• _Records for processing_
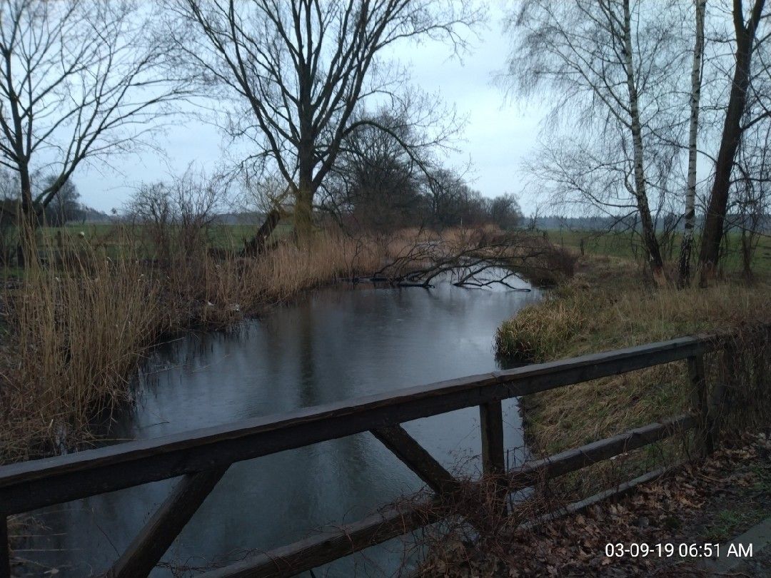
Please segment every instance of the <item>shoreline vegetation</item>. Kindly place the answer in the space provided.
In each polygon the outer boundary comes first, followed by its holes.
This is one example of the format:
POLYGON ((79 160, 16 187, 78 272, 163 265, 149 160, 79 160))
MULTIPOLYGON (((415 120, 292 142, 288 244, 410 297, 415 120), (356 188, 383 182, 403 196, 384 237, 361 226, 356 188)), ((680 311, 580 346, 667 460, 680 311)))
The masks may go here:
POLYGON ((419 271, 405 284, 421 286, 440 273, 484 271, 491 260, 549 284, 557 265, 571 263, 537 236, 497 227, 353 236, 327 227, 307 246, 285 228, 254 257, 241 256, 233 238, 211 250, 212 231, 39 230, 37 258, 15 278, 6 271, 2 296, 0 462, 96 442, 93 431, 103 428, 96 426, 132 402, 133 376, 165 334, 227 329, 304 291, 360 277, 419 271))
MULTIPOLYGON (((729 371, 730 412, 724 436, 767 425, 771 415, 771 323, 768 275, 752 282, 726 276, 708 287, 655 286, 644 266, 627 257, 580 257, 576 274, 541 301, 503 322, 495 337, 497 355, 528 362, 598 353, 690 334, 736 335, 729 371)), ((708 356, 709 379, 722 361, 708 356)), ((689 410, 685 364, 674 363, 545 391, 522 400, 525 436, 536 455, 549 455, 689 410)), ((689 452, 670 441, 653 449, 564 476, 561 491, 573 498, 612 486, 651 469, 670 465, 689 452)))

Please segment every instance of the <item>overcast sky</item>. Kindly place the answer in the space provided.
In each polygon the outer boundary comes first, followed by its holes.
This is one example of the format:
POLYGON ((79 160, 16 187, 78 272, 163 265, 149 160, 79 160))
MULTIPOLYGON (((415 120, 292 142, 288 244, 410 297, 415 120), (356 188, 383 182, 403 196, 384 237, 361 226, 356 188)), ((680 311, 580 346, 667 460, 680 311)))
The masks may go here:
MULTIPOLYGON (((440 42, 405 45, 396 52, 402 63, 411 65, 415 85, 427 92, 439 92, 446 102, 456 106, 460 115, 468 116, 463 140, 457 145, 460 152, 448 163, 462 166, 470 160, 469 179, 474 188, 487 197, 517 193, 524 212, 530 213, 534 200, 523 191, 520 164, 535 144, 541 113, 534 106, 506 102, 503 92, 493 84, 509 46, 501 18, 493 6, 489 29, 481 32, 473 52, 462 62, 450 58, 449 48, 440 42)), ((99 210, 120 210, 142 182, 163 180, 170 172, 183 172, 191 163, 214 169, 222 160, 224 141, 216 128, 181 119, 159 136, 155 144, 163 154, 146 150, 113 157, 112 163, 120 173, 101 165, 81 167, 73 180, 82 200, 99 210)))

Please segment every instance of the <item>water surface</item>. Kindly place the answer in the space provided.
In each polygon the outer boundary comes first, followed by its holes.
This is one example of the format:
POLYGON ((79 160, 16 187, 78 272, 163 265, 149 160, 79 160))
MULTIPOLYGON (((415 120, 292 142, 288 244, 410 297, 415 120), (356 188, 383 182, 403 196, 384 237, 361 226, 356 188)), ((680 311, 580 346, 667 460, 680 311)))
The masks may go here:
MULTIPOLYGON (((159 346, 138 381, 135 406, 117 417, 110 435, 157 437, 500 368, 493 352, 496 328, 538 298, 537 291, 446 283, 431 290, 318 291, 232 334, 190 334, 159 346)), ((516 402, 504 402, 503 412, 507 448, 520 449, 516 402)), ((446 466, 479 467, 473 458, 480 452, 477 408, 405 427, 446 466)), ((521 452, 513 452, 510 459, 517 457, 521 452)), ((45 537, 29 540, 19 553, 35 562, 29 574, 103 572, 173 483, 42 510, 45 537)), ((183 568, 239 560, 325 524, 355 521, 421 486, 369 433, 234 464, 167 553, 167 567, 153 576, 187 576, 183 568)), ((393 575, 401 548, 397 541, 370 549, 315 574, 393 575)))

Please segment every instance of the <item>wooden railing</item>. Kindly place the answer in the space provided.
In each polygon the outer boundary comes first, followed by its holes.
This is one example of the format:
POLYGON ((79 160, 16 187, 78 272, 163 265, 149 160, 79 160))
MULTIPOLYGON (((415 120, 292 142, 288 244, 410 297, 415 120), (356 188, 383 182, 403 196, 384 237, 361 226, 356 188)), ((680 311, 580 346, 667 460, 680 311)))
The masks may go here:
MULTIPOLYGON (((107 572, 113 578, 146 576, 231 464, 362 432, 371 432, 440 501, 456 490, 458 480, 400 424, 475 405, 480 408, 483 471, 504 476, 510 490, 528 487, 537 477, 573 472, 694 428, 702 451, 709 452, 716 434, 710 421, 703 356, 722 347, 719 343, 714 337, 685 337, 0 467, 0 578, 10 576, 9 516, 181 476, 107 572), (501 400, 680 360, 688 363, 694 391, 692 412, 505 471, 501 400)), ((439 514, 427 511, 387 507, 335 531, 202 576, 291 576, 436 522, 439 514)))

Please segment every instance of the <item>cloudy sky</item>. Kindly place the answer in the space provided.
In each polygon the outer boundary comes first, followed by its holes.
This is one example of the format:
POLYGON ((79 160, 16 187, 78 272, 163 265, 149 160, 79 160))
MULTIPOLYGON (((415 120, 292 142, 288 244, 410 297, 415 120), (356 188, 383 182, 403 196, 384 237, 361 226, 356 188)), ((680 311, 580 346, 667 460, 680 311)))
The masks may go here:
MULTIPOLYGON (((460 115, 467 116, 463 141, 457 145, 460 150, 448 163, 463 166, 470 160, 473 168, 468 176, 474 188, 487 197, 514 193, 529 213, 535 203, 532 194, 523 190, 520 163, 535 144, 542 113, 535 105, 507 102, 493 83, 496 72, 504 66, 509 46, 502 32, 502 16, 493 5, 488 29, 480 31, 473 52, 462 61, 451 57, 449 48, 440 42, 405 45, 395 52, 401 62, 410 66, 415 85, 429 93, 439 92, 460 115)), ((216 128, 182 119, 159 136, 155 144, 163 153, 146 150, 113 158, 113 168, 82 167, 74 181, 82 201, 99 210, 120 210, 142 182, 163 180, 191 163, 213 169, 222 159, 224 141, 216 128)))

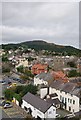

• _Exercise_
Reproduce the whole listing above, replacing "outer boundary" with "exterior ring" wherever it occurs and changing nothing else. Leave the pictures out.

• _The output_
Please segment every instance of the <item>shoreline vegetation</item>. Kindly place the answer in the space provided.
In each polygon the exterior ring comes first, followed by its holes.
This is one example of the format:
POLYGON ((79 160, 16 187, 78 272, 163 265, 149 160, 79 160))
MULTIPOLYGON (((415 120, 292 142, 288 244, 410 297, 415 120), (356 188, 383 182, 403 196, 384 237, 361 226, 356 188)), ((680 311, 580 346, 667 460, 680 311)))
The masks may go here:
POLYGON ((419 271, 405 284, 421 286, 440 273, 484 271, 491 260, 549 284, 557 265, 571 263, 537 236, 497 227, 353 236, 327 227, 307 246, 285 228, 254 257, 241 256, 233 238, 211 250, 212 231, 39 230, 37 258, 15 278, 6 271, 2 296, 0 462, 96 442, 93 431, 103 428, 96 426, 132 402, 133 376, 165 334, 227 329, 304 291, 360 277, 419 271))
MULTIPOLYGON (((729 371, 730 412, 724 436, 767 425, 771 415, 771 323, 768 275, 752 282, 726 276, 708 287, 655 286, 644 266, 627 257, 580 257, 576 274, 541 301, 503 322, 495 337, 497 355, 528 362, 598 353, 690 334, 736 335, 729 371)), ((708 356, 709 379, 722 361, 708 356)), ((689 410, 685 364, 674 363, 545 391, 522 400, 525 436, 536 455, 549 455, 689 410)), ((689 452, 670 441, 653 449, 564 476, 561 491, 573 498, 612 486, 651 469, 670 465, 689 452)))

Please segment every instance of the <item>overcast sky</item>. Kindly place the answer in the space provided.
In each polygon the exterior ring comes first, followed by its holes.
This is one example of the format:
POLYGON ((79 160, 16 187, 78 272, 163 265, 149 160, 79 160))
MULTIPOLYGON (((415 120, 292 142, 288 244, 410 297, 415 120), (356 188, 383 182, 403 196, 384 237, 361 226, 356 188)), ((680 311, 580 346, 667 460, 680 311)))
The masks may go here:
MULTIPOLYGON (((440 42, 405 45, 396 52, 402 63, 411 65, 415 85, 427 92, 439 92, 446 102, 456 106, 460 115, 468 116, 463 140, 457 145, 460 152, 448 163, 462 166, 470 160, 469 179, 474 188, 487 197, 517 193, 524 212, 530 213, 534 200, 523 191, 520 164, 535 144, 541 113, 534 106, 506 102, 503 92, 493 84, 509 46, 501 18, 493 6, 489 29, 481 32, 473 52, 462 62, 450 58, 449 48, 440 42)), ((99 210, 120 210, 142 182, 163 180, 170 172, 183 172, 191 163, 214 169, 222 160, 224 141, 216 128, 181 119, 159 136, 155 144, 163 154, 146 150, 113 157, 112 163, 120 173, 101 165, 81 167, 73 180, 82 200, 99 210)))

Please segment every instance of the <item>water surface</item>. Kindly place the answer in the space provided.
In each polygon the exterior ring comes first, followed by its holes.
This is one example of the format:
POLYGON ((79 160, 16 187, 78 272, 163 265, 149 160, 79 160))
MULTIPOLYGON (((415 120, 292 142, 288 244, 410 297, 415 120), (356 188, 383 182, 403 196, 384 237, 361 226, 356 188)), ((680 311, 580 346, 667 460, 680 311)))
The masks may go here:
MULTIPOLYGON (((159 346, 138 381, 135 406, 117 417, 110 435, 157 437, 500 368, 493 352, 496 328, 538 298, 537 291, 446 283, 431 290, 318 291, 232 334, 190 334, 159 346)), ((516 402, 504 402, 503 412, 507 448, 520 449, 516 402)), ((446 466, 479 467, 473 458, 480 452, 477 408, 405 427, 446 466)), ((521 452, 513 452, 510 459, 517 457, 521 452)), ((45 537, 29 540, 19 553, 35 562, 29 574, 103 572, 173 483, 42 510, 45 537)), ((183 568, 239 560, 325 524, 355 521, 421 486, 369 433, 234 464, 167 553, 167 567, 153 576, 187 576, 183 568)), ((393 575, 401 548, 397 541, 370 549, 315 574, 393 575)))

Please segment every instance of the <item>wooden railing</item>. Kindly place the answer in the space provided.
In each polygon the exterior ring comes first, followed by its holes.
This is one example of the format:
POLYGON ((79 160, 16 187, 78 272, 163 265, 149 160, 79 160))
MULTIPOLYGON (((415 120, 292 142, 288 244, 410 297, 415 120), (356 188, 383 182, 403 196, 384 237, 361 226, 356 188)), ((680 311, 580 346, 667 460, 680 311)))
The masks may go here:
MULTIPOLYGON (((107 572, 113 578, 146 576, 231 464, 362 432, 371 432, 440 501, 456 490, 458 480, 400 424, 475 405, 480 408, 483 471, 504 476, 510 490, 528 487, 537 477, 573 472, 694 428, 702 451, 709 452, 716 434, 710 421, 703 356, 722 347, 719 343, 714 337, 685 337, 0 467, 0 578, 10 576, 9 516, 181 476, 107 572), (501 400, 680 360, 688 363, 694 391, 692 412, 505 471, 501 400)), ((439 514, 427 511, 387 507, 335 531, 202 576, 291 576, 436 522, 439 514)))

Please segment every instance of the <item>cloudy sky</item>. Kindly place the answer in the space provided.
In each polygon the exterior ring comes first, followed by its holes.
This is one example of the format:
POLYGON ((79 160, 16 187, 78 272, 163 265, 149 160, 79 160))
MULTIPOLYGON (((415 120, 292 142, 288 244, 410 297, 415 120), (356 188, 383 182, 403 196, 384 237, 361 226, 356 188)), ((680 311, 580 346, 667 460, 680 311)))
The masks may go here:
MULTIPOLYGON (((460 115, 467 116, 463 141, 457 145, 460 150, 448 163, 463 166, 470 160, 473 168, 468 176, 474 188, 487 197, 514 193, 529 213, 535 203, 532 194, 523 190, 520 163, 535 144, 542 113, 535 105, 507 102, 493 83, 496 72, 504 66, 509 46, 502 32, 502 16, 493 5, 488 29, 480 31, 473 52, 462 61, 451 57, 449 48, 440 42, 405 45, 395 52, 401 62, 410 66, 415 85, 429 93, 439 92, 460 115)), ((216 128, 182 119, 159 136, 155 144, 163 153, 146 150, 113 158, 113 168, 82 167, 74 181, 82 201, 99 210, 120 210, 142 182, 163 180, 191 163, 213 169, 222 159, 224 141, 216 128)))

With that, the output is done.